__WHAT NEEDS TO BE DONE__
All records below must be retyped exactly.

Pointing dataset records
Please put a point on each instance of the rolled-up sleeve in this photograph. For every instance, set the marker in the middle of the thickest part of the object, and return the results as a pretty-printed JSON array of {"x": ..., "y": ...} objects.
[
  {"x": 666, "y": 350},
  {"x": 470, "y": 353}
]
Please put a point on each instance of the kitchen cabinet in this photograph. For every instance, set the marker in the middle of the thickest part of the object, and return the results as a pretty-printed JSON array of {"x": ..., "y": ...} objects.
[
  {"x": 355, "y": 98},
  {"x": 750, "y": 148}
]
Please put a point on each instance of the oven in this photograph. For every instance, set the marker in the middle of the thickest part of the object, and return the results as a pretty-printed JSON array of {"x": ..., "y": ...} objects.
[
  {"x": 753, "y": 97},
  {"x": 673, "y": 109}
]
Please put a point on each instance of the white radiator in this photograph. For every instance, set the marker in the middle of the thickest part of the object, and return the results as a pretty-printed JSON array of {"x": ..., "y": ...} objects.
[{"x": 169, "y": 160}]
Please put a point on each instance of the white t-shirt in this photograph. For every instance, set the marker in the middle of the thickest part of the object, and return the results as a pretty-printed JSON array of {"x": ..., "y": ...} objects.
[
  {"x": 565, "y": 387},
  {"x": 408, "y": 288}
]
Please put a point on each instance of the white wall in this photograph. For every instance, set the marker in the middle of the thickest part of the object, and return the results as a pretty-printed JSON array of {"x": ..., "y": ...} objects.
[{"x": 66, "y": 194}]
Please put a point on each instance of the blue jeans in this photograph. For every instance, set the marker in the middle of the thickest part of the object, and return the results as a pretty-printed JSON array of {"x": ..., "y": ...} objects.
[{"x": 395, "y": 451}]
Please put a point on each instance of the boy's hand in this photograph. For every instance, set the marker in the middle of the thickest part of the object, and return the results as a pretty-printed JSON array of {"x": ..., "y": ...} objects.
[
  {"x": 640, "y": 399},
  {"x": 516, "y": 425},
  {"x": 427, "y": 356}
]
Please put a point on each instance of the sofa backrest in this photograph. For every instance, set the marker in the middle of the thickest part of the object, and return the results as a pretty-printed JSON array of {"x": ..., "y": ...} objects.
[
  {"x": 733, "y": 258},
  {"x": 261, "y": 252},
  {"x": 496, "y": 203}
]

__FINISHED TASK__
Please put a point on each instance of the rolled-up sleeve in this photograph. For every instance, set the marker in the middle of the thickest part of the object, and return the results as a pretty-printed JSON array of {"x": ..., "y": ...} objects.
[
  {"x": 666, "y": 350},
  {"x": 470, "y": 353}
]
Please put a point on each instance of the kitchen cabinet in this photograph. For every instance, set the marker in the middle of the thickest part of the object, and return the results as a pretty-printed JSON array of {"x": ..., "y": ...} objects.
[
  {"x": 355, "y": 98},
  {"x": 750, "y": 148}
]
Please put a point on each instance of the oven in this photograph. For every instance, set the marker in the middle of the thickest part of the object, and return the results as a pretty-printed JSON array of {"x": ..., "y": ...} objects.
[
  {"x": 753, "y": 97},
  {"x": 673, "y": 109}
]
Please put a point on each instance of the white radiator in this photograph. For every instance, set the marker in the middle of the thickest part of the object, and return the results as a pretty-printed JSON array of {"x": ..., "y": ...} objects.
[{"x": 169, "y": 160}]
Please put a point on each instance of the white t-shirt in this photograph. For every instance, set the marker in the middle of the thickest part of the object, and return the results as a pretty-printed JSON array of {"x": ..., "y": ...} objects.
[
  {"x": 565, "y": 387},
  {"x": 408, "y": 288}
]
Please put a point on each instance of the white wall in this photograph. For every instance, set the marker in the middle of the thickest part of the object, and return the results as a pretty-printed JSON array of {"x": ..., "y": ...} objects.
[{"x": 66, "y": 194}]
Please put a point on each instance of the blue jeans in this photograph. For every instance, set the marker in the middle of the thickest part of the object, and return the results as a pretty-printed JSON array of {"x": ..., "y": ...} objects.
[{"x": 395, "y": 451}]
Please put a point on each instance of the boy's hand in this photograph. For every instance, set the marker in the middle of the thickest part of the object, and return the results as a pretty-printed JSON array of {"x": ..., "y": ...} objects.
[
  {"x": 640, "y": 399},
  {"x": 516, "y": 425},
  {"x": 427, "y": 356}
]
Please put a point on each instance of the sofa backrest in this photograph. For every instance, set the marker in the middle of the thickest part of the object, and return the results as a pretty-printed JSON array of {"x": ..., "y": ...} objects.
[
  {"x": 733, "y": 258},
  {"x": 261, "y": 252},
  {"x": 496, "y": 203}
]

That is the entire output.